**EXERCISE OBJECTIVE**
Exclude the pictures and retype the entries as written.

**EXTRACTED RECORDS**
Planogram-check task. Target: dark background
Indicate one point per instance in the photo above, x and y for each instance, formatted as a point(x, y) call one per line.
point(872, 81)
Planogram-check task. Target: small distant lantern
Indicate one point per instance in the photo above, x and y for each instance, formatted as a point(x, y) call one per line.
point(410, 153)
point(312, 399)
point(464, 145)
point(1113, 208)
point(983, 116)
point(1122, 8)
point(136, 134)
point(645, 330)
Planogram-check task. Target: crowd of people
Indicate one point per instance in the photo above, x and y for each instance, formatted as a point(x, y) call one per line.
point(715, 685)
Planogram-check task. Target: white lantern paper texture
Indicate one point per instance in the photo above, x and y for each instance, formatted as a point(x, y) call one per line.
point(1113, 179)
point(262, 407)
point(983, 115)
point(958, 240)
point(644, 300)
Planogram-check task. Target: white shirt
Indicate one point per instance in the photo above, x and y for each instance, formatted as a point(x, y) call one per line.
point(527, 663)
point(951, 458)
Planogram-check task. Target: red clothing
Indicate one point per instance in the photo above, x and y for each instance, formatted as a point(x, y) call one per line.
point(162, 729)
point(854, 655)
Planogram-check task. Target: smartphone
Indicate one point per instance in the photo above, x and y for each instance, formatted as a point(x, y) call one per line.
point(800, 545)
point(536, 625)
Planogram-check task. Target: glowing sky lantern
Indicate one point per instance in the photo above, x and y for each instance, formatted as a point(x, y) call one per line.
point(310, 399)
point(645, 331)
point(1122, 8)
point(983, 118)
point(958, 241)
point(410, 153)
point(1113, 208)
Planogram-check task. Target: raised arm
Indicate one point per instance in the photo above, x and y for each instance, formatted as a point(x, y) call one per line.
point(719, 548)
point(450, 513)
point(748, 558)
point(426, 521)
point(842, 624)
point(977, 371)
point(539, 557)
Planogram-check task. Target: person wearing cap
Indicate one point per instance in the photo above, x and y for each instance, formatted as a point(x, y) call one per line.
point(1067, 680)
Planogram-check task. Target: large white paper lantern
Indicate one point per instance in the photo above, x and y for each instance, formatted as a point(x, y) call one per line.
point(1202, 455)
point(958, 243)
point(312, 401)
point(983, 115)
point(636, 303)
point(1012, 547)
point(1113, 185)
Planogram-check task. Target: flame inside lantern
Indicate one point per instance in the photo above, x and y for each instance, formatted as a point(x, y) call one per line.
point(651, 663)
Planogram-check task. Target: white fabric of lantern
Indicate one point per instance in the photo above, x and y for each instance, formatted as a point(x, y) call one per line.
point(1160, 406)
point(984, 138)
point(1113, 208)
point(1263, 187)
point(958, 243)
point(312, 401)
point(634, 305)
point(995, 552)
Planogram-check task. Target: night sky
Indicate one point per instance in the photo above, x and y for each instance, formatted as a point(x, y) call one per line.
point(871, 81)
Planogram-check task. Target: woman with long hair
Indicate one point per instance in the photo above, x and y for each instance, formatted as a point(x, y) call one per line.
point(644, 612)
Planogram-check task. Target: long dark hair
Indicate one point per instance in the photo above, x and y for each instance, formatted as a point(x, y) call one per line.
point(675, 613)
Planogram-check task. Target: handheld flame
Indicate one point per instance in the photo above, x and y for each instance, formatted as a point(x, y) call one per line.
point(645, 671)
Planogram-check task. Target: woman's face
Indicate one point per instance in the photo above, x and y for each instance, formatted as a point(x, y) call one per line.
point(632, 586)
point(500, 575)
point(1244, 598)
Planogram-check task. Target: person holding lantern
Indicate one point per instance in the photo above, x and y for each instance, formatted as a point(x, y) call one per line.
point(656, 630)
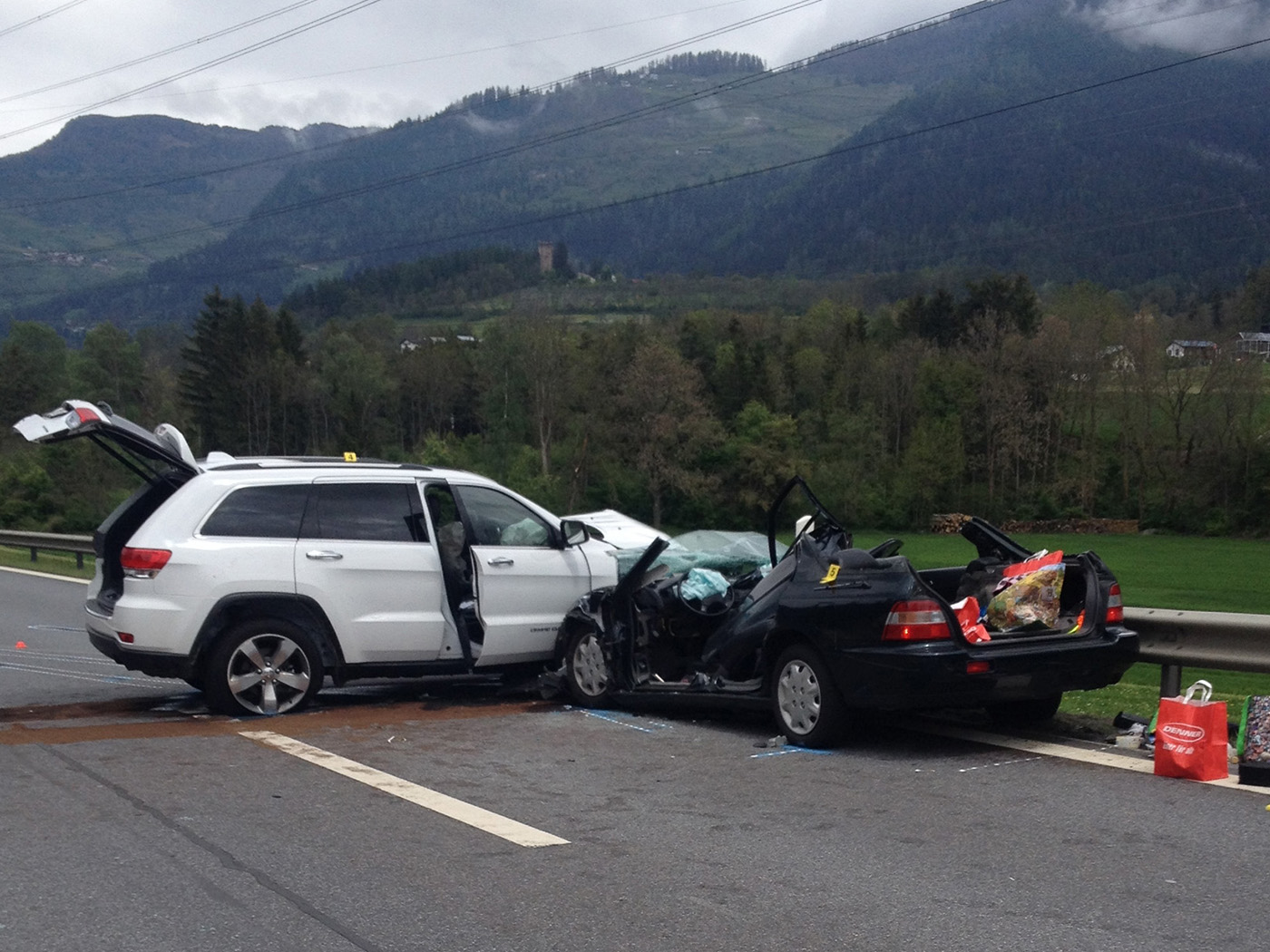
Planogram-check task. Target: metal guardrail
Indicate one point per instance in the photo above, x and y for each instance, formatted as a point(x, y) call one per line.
point(50, 542)
point(1171, 638)
point(1167, 636)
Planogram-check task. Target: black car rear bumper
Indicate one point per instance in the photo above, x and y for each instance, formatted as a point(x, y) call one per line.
point(943, 675)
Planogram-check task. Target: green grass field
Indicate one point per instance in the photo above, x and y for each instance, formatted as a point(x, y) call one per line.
point(51, 562)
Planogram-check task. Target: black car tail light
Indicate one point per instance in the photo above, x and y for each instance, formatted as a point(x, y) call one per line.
point(920, 619)
point(1115, 606)
point(142, 562)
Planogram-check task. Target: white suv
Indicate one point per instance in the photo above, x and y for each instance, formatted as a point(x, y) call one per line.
point(253, 579)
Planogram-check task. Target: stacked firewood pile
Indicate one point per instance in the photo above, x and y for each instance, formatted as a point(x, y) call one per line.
point(1088, 527)
point(948, 523)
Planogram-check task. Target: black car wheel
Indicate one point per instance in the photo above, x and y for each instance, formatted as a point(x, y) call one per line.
point(809, 710)
point(1021, 714)
point(586, 668)
point(264, 666)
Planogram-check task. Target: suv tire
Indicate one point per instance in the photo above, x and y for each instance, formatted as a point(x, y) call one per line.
point(262, 666)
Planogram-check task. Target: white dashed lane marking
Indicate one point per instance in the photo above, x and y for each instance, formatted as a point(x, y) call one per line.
point(476, 816)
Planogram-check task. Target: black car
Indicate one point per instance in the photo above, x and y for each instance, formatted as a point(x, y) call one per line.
point(828, 630)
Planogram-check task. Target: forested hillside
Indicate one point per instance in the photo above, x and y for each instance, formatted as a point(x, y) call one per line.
point(1013, 136)
point(107, 197)
point(696, 400)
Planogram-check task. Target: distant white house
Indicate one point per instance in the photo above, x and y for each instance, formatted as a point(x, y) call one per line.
point(1118, 357)
point(1253, 345)
point(1197, 349)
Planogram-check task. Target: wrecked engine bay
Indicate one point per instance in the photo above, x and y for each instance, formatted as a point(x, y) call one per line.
point(823, 628)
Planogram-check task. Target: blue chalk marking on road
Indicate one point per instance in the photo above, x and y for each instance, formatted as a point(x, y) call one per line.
point(791, 749)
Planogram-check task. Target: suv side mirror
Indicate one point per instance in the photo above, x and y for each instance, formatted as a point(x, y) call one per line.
point(574, 532)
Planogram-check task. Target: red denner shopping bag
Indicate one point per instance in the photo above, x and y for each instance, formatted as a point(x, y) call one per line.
point(1191, 736)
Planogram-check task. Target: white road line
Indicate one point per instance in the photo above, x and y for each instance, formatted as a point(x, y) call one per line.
point(1102, 758)
point(98, 678)
point(42, 575)
point(444, 805)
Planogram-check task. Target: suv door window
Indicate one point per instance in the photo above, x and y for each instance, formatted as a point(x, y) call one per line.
point(364, 558)
point(368, 511)
point(259, 511)
point(497, 520)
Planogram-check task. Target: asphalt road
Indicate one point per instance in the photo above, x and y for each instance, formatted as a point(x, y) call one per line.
point(133, 821)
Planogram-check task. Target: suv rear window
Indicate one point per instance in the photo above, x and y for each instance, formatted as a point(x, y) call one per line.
point(370, 511)
point(259, 511)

**SOLUTION TO THIS EXERCISE**
Planogram-check task. Target: dark background
Indicate one point per instance in the photo above, x and y for each instance, formatted as a point(x, y) call one per line.
point(872, 81)
Planogram-check task. Target: small distant lantern
Indicate one point per instance in the photo above, x and y for each instance, formatted as a point(x, y) call one per line.
point(410, 153)
point(312, 399)
point(464, 145)
point(1113, 208)
point(983, 116)
point(1122, 8)
point(136, 134)
point(645, 330)
Planogram-check task. Target: crowd of people
Indicate one point per instance in the photo above, x and y for each instance, formatted as a point(x, y) call one per line.
point(715, 685)
Planogram-check task. Target: white lantern paper texture
Indicate one point per instance in the photo above, x and y for each instance, formatted as a point(x, y) call one per line.
point(1113, 179)
point(262, 407)
point(983, 115)
point(958, 240)
point(644, 300)
Planogram-check task. Target: white shirt
Indicate one point per instance in the photo above, x and y for each instance, formatted as a point(x, y) call one per line.
point(527, 663)
point(951, 458)
Planogram-check task. Target: red clothing
Indicate one point per instance in the photo above, x and y for each instance, formatted as a point(x, y) call one per line.
point(162, 729)
point(854, 655)
Planogram-check task. Target: smartphone
Indicate one point per instance in the photo above, x and y for each instance, formatted as a point(x, y) call one per line.
point(800, 545)
point(536, 625)
Planogram-check task. Target: glowing sky lantern
Indicate one point per instance in the photo above, x and y for each instance, formatted as a point(x, y) call one per line.
point(310, 399)
point(645, 331)
point(1122, 8)
point(983, 118)
point(958, 241)
point(410, 153)
point(1113, 208)
Planogram-check task. Target: raised arm
Indicate one point per instance in the photo above, x and y for each instance, formatted as a point(x, y) call one per line.
point(719, 548)
point(450, 513)
point(748, 558)
point(426, 521)
point(842, 624)
point(977, 371)
point(539, 557)
Planogram-check task. Target: person wearing cap
Indicate one point per instance in the photo above, x and y for each instance, formatted as a point(x, y) call one per line.
point(1067, 680)
Planogram-check task. Target: large white paper lantern
Indicate one point per instance in the photo above, x and y for each instance, formatted as a point(x, y) call one per line.
point(1202, 455)
point(958, 243)
point(312, 401)
point(983, 115)
point(636, 303)
point(1012, 547)
point(1113, 185)
Planogram-check task. Target: flame inside lantern
Indicate one point per instance in the photo above, x and y for each instance, formatted as a point(x, y) call one per line.
point(651, 663)
Planogram-check task. Target: white fabric of lantern
Indicate one point per instance in the photo above, x and y for each instance, formatted as a point(x, y) call one per line.
point(1160, 406)
point(984, 138)
point(1113, 208)
point(1263, 187)
point(958, 243)
point(312, 401)
point(634, 305)
point(995, 552)
Planogram-check task. Target: night sky
Indicate one point per instance in the photo above, x and y for each instance, formatted as a point(x, y) call one per line.
point(871, 81)
Planogram-check task. Target: woman with long hair
Indicate one point per instance in the photo above, x and y for each instance, formatted as a point(x, y) call one per line.
point(644, 612)
Planogram-check task. Target: long dark hair
Indicate one point per instance in the photo above, x and y for each instance, formatted as a point(x, y) call one per line.
point(675, 613)
Planogram-check task. Target: handheld flame
Indicate one point per instance in the photo above, x and y for each instance, formatted as a point(x, y) call one per line.
point(645, 671)
Planogram-check task. Target: woman's face
Indicate one point per instance in the photo above, x and y for each instance, formatted as a point(x, y) call one per line.
point(632, 586)
point(500, 575)
point(1244, 598)
Planogram-check task. Target: person holding lantern
Indicate one point per instance in the photo above, x and y for each instance, formatted as a point(x, y) call one per line.
point(656, 630)
Planogram-check task. Target: metal guardrail
Indicate one point per instance in the photo above, x and y for each instance, formatted as a point(x, y) call one per line.
point(50, 542)
point(1171, 638)
point(1167, 636)
Planogram-check task. Target: black car rear bumper
Indicate one point per instance in the photo above, x and y for each instance, formatted as a point(x, y) call one per line.
point(943, 675)
Planogram-check task. Target: green grass field
Indicate one point per instance in the photo above, x and y for each instance, formatted as a point(x, y) call one per line.
point(51, 562)
Planogram-check task. Target: black car tail light
Indicate one point per instance in the photo above, x and y for each instance, formatted as a point(x, y) call one per line.
point(920, 619)
point(1115, 606)
point(142, 562)
Planogram-check task. Target: white suv
Indicate one point per instance in the photo above, x and y for each instance, formatted as a point(x, y) call one per line.
point(253, 579)
Planogram-check task. Target: stacked firewood pile
Indicate one point per instance in the photo above, x and y for each instance, formatted as a point(x, y) call one per line.
point(1088, 527)
point(948, 523)
Planogram-check task. Target: black car wheel
Indicate one point per instance in the photo above, x and y for each instance, formatted as a point(x, y) call one per line.
point(809, 710)
point(1021, 714)
point(586, 668)
point(264, 666)
Planogram-check task. Target: suv tire
Indicate one point per instance in the photo above, x and y for each instance, formatted as a point(x, y) call one per line.
point(262, 666)
Planogram-check task. Target: white dashed lane marking
Indicate one point per instance in the photo above, x and y for each instance, formatted as a point(x, y) call one per line.
point(476, 816)
Planogram-check task. Target: black car
Indicate one point per instance in the photo above, x and y for each instance, formatted as a point(x, y) call one per line.
point(828, 630)
Planogram-check task. Target: forested hillside
Indicate one point per instance in the photo above, x and y for each instance, formatted as a point(x, y) call one per line.
point(1013, 136)
point(107, 197)
point(696, 400)
Planogram-check task. Target: distant white house
Indicate one point per instance in the photo above, x and y for each instance, formatted as a point(x, y) call one per line.
point(1118, 357)
point(1253, 345)
point(1197, 349)
Planogram-check task. Target: wrecked engine bay
Indicate one point per instance in the photo above, x and y for each instance, formatted as a point(x, y) call one per line.
point(823, 628)
Planogram-check task. Target: blue chalk marking on road
Indicate one point per instance in the photo above, x and y for each instance, formatted as a point(x, y) call one per line.
point(791, 749)
Planogram-check task. Target: suv side mirror
Indicate one point per instance in the photo above, x and y for each instance, formatted as a point(x, y) call one per line.
point(574, 532)
Planogram-check task. Target: red denner shopping bag
Indicate one point per instance in the photo above, x and y for each instance, formatted as a point(x, y) call one per line.
point(1191, 736)
Planogram-check task. Target: white road line
Indicate one point per instance in the photo above, x and y for each instance, formatted as a point(x, y) call one per line.
point(1102, 758)
point(98, 678)
point(42, 575)
point(444, 805)
Planogram-check task. Target: suv door window
Indicate one point per instance in the photo above, x and y for each instance, formatted as a point(x, y) call one per line.
point(364, 558)
point(368, 511)
point(259, 511)
point(497, 520)
Planogram-check task. Target: asphalt road
Indicate one point per instance in the photo above, x and y for each instance, formatted as a point(x, y) call one per line.
point(133, 821)
Planogram-check task. Target: suv rear window
Indicate one point per instance in the photo above, x and y for each instance, formatted as a point(x, y) call one per line.
point(370, 511)
point(259, 511)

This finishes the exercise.